## GIVEN DATA

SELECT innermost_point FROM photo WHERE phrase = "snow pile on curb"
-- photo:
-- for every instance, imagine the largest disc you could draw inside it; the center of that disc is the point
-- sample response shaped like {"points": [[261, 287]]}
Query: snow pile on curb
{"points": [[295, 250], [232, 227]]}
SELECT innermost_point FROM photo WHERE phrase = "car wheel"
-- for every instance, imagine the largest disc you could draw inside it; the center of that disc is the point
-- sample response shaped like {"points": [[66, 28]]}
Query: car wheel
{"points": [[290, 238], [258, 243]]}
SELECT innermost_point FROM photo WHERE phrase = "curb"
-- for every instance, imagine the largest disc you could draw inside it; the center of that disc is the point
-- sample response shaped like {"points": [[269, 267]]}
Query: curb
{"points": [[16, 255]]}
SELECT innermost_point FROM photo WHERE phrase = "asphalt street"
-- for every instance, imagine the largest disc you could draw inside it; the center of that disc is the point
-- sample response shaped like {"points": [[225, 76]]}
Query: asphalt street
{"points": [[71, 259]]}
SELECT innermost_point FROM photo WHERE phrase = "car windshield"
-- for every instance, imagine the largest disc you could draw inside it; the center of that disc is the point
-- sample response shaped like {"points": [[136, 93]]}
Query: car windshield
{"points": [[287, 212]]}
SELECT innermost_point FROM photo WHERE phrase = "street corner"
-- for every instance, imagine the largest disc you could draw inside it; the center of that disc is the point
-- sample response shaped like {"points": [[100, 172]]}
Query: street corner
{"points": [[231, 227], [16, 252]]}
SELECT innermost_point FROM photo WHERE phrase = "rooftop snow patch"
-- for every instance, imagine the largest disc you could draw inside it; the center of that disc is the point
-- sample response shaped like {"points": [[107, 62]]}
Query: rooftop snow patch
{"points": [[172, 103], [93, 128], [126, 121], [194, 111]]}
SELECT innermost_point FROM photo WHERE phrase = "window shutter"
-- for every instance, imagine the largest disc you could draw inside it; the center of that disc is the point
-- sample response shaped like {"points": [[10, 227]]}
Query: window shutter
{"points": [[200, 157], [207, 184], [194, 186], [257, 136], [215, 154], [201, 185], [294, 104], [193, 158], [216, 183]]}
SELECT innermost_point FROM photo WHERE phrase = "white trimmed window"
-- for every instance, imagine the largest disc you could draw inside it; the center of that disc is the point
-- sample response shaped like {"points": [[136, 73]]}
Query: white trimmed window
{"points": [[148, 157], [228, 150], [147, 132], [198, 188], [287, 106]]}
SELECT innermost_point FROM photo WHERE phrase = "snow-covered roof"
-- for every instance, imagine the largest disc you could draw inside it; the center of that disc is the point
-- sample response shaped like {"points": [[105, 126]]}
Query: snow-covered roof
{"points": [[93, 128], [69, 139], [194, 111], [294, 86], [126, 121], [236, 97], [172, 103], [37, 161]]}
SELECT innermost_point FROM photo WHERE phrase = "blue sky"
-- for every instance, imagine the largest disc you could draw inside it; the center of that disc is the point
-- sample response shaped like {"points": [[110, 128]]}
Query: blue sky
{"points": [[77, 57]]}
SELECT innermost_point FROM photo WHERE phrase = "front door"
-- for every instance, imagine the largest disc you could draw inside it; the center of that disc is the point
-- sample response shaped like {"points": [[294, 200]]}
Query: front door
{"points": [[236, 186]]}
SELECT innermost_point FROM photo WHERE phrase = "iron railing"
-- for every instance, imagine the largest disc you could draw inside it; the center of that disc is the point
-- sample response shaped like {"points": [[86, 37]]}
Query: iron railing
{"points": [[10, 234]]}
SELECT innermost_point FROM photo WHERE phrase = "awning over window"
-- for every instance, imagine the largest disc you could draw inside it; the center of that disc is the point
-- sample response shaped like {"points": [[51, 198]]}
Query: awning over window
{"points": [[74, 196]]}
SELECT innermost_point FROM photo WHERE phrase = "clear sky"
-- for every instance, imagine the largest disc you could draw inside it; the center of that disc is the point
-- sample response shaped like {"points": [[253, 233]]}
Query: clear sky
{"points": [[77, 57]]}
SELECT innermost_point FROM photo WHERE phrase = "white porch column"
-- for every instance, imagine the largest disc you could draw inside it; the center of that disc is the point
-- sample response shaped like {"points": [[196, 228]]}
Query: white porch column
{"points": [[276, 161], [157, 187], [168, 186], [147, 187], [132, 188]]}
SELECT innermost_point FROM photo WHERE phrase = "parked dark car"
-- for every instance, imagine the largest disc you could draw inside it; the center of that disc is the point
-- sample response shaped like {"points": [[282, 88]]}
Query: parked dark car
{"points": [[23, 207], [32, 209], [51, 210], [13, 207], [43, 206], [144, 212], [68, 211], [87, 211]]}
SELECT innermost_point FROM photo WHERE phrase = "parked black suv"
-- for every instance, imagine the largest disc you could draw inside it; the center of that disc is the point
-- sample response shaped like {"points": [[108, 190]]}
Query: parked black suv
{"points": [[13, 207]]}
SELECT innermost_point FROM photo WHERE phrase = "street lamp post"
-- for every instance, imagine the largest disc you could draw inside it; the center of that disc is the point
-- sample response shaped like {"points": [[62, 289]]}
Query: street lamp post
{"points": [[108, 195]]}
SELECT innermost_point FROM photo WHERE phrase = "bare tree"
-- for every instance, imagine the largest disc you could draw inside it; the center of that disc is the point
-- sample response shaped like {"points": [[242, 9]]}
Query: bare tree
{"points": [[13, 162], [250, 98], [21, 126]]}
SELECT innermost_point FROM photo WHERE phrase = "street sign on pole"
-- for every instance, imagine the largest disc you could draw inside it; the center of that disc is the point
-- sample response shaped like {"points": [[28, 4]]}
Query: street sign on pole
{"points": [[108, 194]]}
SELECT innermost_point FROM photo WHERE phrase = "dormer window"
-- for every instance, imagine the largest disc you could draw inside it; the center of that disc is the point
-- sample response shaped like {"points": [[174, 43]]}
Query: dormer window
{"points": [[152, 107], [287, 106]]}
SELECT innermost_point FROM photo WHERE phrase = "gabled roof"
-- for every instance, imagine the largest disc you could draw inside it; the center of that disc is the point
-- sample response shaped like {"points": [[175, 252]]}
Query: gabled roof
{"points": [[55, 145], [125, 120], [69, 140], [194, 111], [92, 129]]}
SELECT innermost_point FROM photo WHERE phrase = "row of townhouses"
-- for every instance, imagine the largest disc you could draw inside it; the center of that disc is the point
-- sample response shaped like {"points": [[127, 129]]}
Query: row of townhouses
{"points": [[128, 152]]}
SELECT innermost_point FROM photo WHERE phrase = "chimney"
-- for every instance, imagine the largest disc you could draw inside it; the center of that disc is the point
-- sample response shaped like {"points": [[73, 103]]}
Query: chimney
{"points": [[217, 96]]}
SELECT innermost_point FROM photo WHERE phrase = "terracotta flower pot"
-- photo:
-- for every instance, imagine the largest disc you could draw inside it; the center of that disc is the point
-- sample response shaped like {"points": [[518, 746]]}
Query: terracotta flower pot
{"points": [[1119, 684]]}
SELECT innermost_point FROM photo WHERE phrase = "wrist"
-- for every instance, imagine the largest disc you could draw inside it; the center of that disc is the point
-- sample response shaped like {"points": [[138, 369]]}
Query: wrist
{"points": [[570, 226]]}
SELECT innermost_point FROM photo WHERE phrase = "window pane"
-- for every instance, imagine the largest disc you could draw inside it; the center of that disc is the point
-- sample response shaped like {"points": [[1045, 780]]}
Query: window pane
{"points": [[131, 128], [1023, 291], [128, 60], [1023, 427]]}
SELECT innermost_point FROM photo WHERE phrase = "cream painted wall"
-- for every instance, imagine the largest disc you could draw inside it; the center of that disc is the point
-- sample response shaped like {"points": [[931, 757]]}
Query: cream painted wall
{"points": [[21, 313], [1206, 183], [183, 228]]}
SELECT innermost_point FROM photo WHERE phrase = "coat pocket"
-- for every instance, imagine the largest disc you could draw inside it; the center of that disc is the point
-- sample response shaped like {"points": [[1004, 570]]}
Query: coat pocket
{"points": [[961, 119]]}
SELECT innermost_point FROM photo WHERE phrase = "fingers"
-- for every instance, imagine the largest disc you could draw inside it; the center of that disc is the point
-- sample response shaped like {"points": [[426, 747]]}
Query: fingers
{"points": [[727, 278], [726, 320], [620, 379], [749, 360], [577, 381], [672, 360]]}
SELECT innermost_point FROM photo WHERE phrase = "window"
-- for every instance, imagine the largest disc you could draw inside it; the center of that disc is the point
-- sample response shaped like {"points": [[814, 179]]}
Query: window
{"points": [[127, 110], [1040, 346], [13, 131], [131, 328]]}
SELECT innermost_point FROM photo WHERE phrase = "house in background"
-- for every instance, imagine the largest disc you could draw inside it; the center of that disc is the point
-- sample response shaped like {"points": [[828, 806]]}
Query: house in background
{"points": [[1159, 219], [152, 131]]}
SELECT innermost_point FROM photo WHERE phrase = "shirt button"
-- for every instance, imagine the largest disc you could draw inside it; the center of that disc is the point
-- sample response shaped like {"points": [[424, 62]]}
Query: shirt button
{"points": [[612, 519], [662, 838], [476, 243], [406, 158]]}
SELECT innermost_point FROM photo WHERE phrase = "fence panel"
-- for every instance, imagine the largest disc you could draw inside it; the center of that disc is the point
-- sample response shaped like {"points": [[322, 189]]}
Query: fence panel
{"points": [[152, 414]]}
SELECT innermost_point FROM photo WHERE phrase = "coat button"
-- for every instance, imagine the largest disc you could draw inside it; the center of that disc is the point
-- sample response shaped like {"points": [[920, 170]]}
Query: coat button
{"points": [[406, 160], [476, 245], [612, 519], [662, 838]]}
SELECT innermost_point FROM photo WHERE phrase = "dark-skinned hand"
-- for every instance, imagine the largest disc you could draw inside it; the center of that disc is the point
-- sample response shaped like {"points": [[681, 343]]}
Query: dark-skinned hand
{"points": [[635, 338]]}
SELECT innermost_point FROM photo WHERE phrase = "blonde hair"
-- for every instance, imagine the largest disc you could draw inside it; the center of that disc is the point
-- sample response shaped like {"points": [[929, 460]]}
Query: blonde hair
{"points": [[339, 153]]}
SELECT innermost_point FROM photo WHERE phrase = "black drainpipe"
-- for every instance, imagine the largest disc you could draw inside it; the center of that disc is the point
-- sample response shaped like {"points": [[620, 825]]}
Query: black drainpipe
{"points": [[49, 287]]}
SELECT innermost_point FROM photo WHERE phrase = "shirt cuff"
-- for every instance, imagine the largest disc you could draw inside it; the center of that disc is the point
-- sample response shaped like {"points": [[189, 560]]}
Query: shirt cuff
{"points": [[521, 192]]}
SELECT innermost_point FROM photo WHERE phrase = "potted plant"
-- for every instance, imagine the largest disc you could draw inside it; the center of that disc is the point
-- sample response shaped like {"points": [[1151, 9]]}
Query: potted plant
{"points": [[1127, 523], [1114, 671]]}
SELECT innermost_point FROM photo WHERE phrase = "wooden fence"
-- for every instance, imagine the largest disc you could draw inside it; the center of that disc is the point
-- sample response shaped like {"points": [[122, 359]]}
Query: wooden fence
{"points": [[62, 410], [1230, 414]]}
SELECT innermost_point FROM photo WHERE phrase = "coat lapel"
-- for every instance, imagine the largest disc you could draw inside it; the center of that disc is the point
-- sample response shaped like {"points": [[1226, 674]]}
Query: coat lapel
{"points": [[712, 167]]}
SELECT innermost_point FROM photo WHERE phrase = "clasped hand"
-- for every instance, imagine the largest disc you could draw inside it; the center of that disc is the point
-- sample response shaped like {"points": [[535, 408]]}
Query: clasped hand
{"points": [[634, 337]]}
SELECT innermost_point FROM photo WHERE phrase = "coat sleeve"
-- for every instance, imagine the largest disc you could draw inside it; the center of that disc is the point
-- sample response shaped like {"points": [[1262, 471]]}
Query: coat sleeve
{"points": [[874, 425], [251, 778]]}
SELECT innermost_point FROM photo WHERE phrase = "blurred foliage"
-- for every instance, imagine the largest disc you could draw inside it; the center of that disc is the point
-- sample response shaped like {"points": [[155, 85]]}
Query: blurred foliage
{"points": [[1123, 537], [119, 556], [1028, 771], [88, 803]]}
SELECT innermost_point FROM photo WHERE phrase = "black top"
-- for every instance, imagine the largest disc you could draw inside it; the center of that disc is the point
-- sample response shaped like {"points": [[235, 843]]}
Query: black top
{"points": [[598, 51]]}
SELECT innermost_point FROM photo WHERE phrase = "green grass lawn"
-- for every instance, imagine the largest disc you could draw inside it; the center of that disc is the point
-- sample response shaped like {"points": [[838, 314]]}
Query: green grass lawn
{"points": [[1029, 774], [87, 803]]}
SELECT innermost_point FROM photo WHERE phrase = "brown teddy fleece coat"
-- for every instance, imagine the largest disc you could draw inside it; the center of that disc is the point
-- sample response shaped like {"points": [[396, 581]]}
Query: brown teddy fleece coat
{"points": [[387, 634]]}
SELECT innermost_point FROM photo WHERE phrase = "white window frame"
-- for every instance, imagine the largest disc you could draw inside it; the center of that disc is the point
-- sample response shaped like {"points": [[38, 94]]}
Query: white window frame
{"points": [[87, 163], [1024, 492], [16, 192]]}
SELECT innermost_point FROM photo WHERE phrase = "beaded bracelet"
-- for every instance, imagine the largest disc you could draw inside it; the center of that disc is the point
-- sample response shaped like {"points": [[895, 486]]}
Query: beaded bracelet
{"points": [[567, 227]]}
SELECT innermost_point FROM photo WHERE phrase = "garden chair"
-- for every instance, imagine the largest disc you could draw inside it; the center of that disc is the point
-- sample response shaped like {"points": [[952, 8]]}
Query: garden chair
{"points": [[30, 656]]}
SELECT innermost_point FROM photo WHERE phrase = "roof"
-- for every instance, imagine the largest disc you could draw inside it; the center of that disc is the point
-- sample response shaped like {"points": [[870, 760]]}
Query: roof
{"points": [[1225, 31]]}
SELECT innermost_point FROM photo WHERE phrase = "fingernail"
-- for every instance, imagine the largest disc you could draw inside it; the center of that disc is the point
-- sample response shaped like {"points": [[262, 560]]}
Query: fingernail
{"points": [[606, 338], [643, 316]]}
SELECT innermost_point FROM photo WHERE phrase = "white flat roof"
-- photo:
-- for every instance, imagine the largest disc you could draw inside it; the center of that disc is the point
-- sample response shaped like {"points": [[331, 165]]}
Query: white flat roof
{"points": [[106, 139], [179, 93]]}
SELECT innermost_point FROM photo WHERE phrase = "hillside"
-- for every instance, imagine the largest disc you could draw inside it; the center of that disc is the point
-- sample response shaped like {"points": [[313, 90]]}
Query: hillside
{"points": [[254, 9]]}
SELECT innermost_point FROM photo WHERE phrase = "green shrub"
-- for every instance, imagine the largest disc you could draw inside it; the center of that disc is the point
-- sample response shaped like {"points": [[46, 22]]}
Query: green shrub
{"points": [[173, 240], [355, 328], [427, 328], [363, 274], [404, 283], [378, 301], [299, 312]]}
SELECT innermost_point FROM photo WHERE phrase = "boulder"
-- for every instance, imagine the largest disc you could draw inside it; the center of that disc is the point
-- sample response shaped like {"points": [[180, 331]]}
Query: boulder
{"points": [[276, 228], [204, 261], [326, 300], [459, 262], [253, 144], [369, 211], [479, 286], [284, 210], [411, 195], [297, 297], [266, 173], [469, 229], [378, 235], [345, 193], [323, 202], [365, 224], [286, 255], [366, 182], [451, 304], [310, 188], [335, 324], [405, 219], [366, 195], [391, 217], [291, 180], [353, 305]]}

## EXERCISE
Reproduce verbatim the lines of the records from the very first line through the line that contains "Query: snow pile on curb", including that line.

## FINAL RESULT
SELECT innermost_point FROM photo WHERE phrase = "snow pile on curb"
-- photo:
-- for every instance, imagine the largest disc you could draw inside it; the center of that disc is the point
-- sample response shaped like {"points": [[261, 287]]}
Query: snow pile on curb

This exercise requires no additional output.